» **Your assignment**
Leave out the images and transcribe the entries below word for word.

Material to process section start

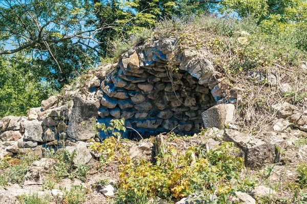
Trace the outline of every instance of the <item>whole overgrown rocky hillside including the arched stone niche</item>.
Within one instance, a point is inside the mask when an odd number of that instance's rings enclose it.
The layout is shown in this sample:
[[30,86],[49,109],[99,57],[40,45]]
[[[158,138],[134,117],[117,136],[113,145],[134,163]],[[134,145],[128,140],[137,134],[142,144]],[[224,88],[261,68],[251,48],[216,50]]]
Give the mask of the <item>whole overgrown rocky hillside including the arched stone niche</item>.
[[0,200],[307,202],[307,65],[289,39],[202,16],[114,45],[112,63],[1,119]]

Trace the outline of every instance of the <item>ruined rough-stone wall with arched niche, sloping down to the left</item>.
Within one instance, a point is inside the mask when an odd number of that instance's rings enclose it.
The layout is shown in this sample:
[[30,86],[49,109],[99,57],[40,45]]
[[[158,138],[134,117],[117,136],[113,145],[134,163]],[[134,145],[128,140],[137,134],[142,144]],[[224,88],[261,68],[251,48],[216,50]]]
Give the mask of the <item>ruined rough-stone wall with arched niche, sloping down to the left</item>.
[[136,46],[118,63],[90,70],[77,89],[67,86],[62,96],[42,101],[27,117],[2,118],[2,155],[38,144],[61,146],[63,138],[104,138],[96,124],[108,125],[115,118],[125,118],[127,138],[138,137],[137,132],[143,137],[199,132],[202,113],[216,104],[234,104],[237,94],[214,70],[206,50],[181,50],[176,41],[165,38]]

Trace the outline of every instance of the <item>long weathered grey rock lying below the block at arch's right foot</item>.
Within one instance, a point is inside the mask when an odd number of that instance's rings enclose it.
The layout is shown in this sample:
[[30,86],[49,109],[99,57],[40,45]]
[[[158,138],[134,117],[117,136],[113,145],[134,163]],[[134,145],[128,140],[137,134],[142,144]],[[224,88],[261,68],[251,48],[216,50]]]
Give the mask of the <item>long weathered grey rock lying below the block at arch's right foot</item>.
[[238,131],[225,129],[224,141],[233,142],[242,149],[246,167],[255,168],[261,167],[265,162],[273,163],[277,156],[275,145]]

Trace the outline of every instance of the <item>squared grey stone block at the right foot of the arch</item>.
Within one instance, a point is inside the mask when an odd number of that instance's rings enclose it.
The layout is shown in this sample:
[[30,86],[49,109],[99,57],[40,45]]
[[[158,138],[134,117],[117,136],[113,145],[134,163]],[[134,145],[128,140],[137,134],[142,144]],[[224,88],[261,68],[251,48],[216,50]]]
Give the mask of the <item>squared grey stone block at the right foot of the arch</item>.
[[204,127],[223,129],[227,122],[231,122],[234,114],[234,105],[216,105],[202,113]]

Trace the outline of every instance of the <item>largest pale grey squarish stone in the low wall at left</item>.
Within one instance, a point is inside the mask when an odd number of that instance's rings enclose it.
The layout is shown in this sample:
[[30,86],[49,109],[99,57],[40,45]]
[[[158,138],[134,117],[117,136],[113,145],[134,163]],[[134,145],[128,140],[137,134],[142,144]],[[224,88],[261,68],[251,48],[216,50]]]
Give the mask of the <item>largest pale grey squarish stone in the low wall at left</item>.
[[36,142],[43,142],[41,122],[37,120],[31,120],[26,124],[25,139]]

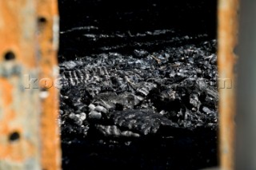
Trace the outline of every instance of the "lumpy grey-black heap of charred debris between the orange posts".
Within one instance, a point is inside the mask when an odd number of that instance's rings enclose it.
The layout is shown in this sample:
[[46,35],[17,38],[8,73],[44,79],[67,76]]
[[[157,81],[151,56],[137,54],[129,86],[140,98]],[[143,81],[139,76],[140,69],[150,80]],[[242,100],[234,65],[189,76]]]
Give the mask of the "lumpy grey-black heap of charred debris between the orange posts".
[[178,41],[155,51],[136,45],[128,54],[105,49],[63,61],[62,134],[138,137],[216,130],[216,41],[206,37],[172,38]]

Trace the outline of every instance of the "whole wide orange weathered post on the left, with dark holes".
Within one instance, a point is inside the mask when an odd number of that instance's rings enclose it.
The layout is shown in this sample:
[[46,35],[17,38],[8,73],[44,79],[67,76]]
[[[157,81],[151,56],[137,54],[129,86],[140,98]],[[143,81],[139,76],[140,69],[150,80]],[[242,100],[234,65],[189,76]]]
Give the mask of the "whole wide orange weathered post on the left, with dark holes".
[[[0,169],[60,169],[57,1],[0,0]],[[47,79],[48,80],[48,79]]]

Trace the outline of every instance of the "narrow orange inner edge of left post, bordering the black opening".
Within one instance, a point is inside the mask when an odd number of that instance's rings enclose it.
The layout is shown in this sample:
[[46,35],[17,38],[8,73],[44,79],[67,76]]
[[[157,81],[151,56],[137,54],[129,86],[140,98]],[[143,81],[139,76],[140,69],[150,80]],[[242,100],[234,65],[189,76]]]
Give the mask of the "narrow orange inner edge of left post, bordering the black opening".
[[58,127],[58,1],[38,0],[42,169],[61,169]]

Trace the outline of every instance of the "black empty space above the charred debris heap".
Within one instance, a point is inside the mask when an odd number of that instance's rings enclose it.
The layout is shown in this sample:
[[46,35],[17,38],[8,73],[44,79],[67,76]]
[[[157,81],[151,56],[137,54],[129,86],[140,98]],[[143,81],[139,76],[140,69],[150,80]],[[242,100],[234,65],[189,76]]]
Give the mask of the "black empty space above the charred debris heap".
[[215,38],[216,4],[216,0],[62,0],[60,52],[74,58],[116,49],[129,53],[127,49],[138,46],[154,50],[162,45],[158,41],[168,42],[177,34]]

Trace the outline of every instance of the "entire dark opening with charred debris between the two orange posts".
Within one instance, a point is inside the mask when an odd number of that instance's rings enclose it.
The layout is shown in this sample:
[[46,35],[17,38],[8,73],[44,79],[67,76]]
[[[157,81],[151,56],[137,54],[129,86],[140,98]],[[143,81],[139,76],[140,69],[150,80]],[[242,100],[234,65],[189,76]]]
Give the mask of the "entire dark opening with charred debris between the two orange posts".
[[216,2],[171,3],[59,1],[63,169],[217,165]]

Material to process section end

» **Result of the exercise**
Trace the outline of every instance of the <item>whole overgrown rocky hillside including the arched stone niche</item>.
Within one instance, a point is inside the mask when an odd number of that instance's rings enclose it.
The layout is shown in this sample:
[[30,86],[49,109],[99,57],[40,45]]
[[[158,138],[134,117],[117,136],[113,145],[134,163]],[[134,145],[128,140],[137,134],[142,144]],[[224,88],[261,68],[251,48],[216,50]]]
Give the mask of the <item>whole overgrown rocky hillside including the arched stone niche</item>.
[[0,200],[307,202],[307,65],[289,39],[202,16],[114,45],[112,63],[1,119]]

Trace the outline of every instance of the <item>ruined rough-stone wall with arched niche, sloping down to the left</item>.
Within one instance, a point is inside the mask when an odd number of that instance's rings enclose it.
The layout is shown in this sample:
[[30,86],[49,109],[99,57],[40,45]]
[[[158,138],[134,117],[117,136],[113,145],[134,163]],[[134,145],[128,140],[137,134],[142,144]],[[224,88],[261,68],[251,48],[216,50]]]
Give the mask of the <item>ruined rough-stone wall with arched niche, sloping down to the left</item>.
[[136,46],[118,63],[90,70],[77,89],[67,86],[62,96],[42,101],[27,117],[2,118],[2,155],[38,144],[61,146],[63,138],[104,138],[96,124],[108,125],[115,118],[125,118],[127,138],[138,137],[137,132],[143,137],[199,132],[202,113],[216,104],[234,104],[237,94],[214,70],[206,50],[181,50],[176,41],[165,38]]

Trace the outline of every instance of the <item>long weathered grey rock lying below the block at arch's right foot</item>.
Within one instance, a point is inside the mask when an odd number of that instance's rings enclose it.
The layout is shown in this sample:
[[30,86],[49,109],[99,57],[40,45]]
[[[158,138],[134,117],[117,136],[113,145],[134,163]],[[134,145],[128,140],[137,134],[142,144]],[[224,88],[261,68],[251,48],[216,50]]]
Give the mask of the <item>long weathered grey rock lying below the block at arch's right foot</item>.
[[238,131],[225,129],[224,141],[233,142],[242,149],[246,167],[255,168],[261,167],[265,162],[273,163],[277,156],[275,145]]

Trace the outline of every instance of the <item>squared grey stone block at the right foot of the arch</item>.
Within one instance, a point is inside the mask when an odd number of that instance's rings enclose it.
The layout is shown in this sample:
[[30,86],[49,109],[99,57],[40,45]]
[[[158,138],[134,117],[117,136],[113,145],[134,163]],[[134,145],[128,140],[137,134],[142,144]],[[224,88],[261,68],[251,48],[216,50]]]
Give the mask of the <item>squared grey stone block at the right foot of the arch</item>.
[[204,127],[223,129],[227,122],[231,122],[234,114],[234,105],[216,105],[202,113]]

Trace the outline of every instance of the <item>largest pale grey squarish stone in the low wall at left</item>.
Within one instance, a point is inside the mask when an odd number of that instance's rings enclose it.
The layout is shown in this sample:
[[30,86],[49,109],[99,57],[40,45]]
[[[158,138],[134,117],[117,136],[113,145],[134,163]],[[134,145],[128,140],[137,134],[142,144]],[[224,88],[261,68],[251,48],[216,50]]]
Give the mask of the <item>largest pale grey squarish stone in the low wall at left</item>.
[[36,142],[43,142],[41,122],[37,120],[31,120],[26,124],[25,139]]

Trace the outline of every instance of the "lumpy grey-black heap of charred debris between the orange posts".
Within one instance, a point is inside the mask when an odd number of that instance's rings enclose it.
The layout is shown in this sample:
[[46,35],[17,38],[8,73],[44,79],[67,76]]
[[[157,81],[151,56],[137,54],[129,86],[140,98]],[[143,81],[139,76],[140,69],[150,80]],[[242,100],[234,65],[189,76]]]
Give the mask of the "lumpy grey-black heap of charred debris between the orange posts".
[[178,41],[155,51],[136,45],[128,54],[105,49],[63,61],[62,134],[138,137],[216,130],[216,41],[206,37],[172,38]]

Trace the outline of every instance of the "whole wide orange weathered post on the left, with dark holes".
Within one instance, a point is inside the mask when an odd number of that instance's rings enclose it.
The layout is shown in this sample:
[[46,35],[17,38],[8,73],[44,79],[67,76]]
[[[157,81],[151,56],[137,54],[129,86],[140,98]],[[143,81],[139,76],[140,69],[150,80]],[[242,100],[234,65],[189,76]]]
Give the mask of the "whole wide orange weathered post on the left, with dark holes".
[[[0,169],[60,169],[57,1],[0,0]],[[47,79],[48,80],[48,79]]]

Trace the outline of every instance of the "narrow orange inner edge of left post, bordering the black opening".
Within one instance, a point is inside the mask when an odd number of that instance's rings enclose it.
The layout is shown in this sample:
[[46,35],[17,38],[8,73],[44,79],[67,76]]
[[[157,81],[151,56],[137,54],[129,86],[140,98]],[[143,81],[139,76],[140,69],[150,80]],[[242,100],[234,65],[189,76]]]
Give the mask of the "narrow orange inner edge of left post, bordering the black opening".
[[58,127],[58,1],[38,0],[42,169],[61,169]]

Trace the outline of every instance of the "black empty space above the charred debris heap".
Within one instance, a point is inside the mask when an odd number of that instance's rings enclose it.
The layout is shown in this sample:
[[46,35],[17,38],[8,73],[44,79],[67,76]]
[[[157,81],[151,56],[137,54],[129,86],[140,98]],[[143,81],[139,76],[140,69],[150,80]],[[242,100],[234,65],[189,76]]]
Give the mask of the "black empty space above the charred debris heap".
[[215,38],[216,4],[216,0],[62,0],[60,52],[74,58],[116,49],[129,53],[127,49],[138,46],[154,50],[162,45],[158,41],[168,42],[177,34]]

Trace the outline of every instance of the "entire dark opening with charred debris between the two orange posts".
Within one instance, a point is inside the mask when an odd number of that instance's rings enclose it.
The layout is shown in this sample:
[[46,35],[17,38],[8,73],[44,79],[67,76]]
[[[157,81],[151,56],[137,54],[129,86],[140,98]],[[143,81],[139,76],[140,69],[150,80]],[[242,100],[234,65],[189,76]]]
Give the mask of the "entire dark opening with charred debris between the two orange posts".
[[216,2],[171,3],[59,1],[63,169],[217,165]]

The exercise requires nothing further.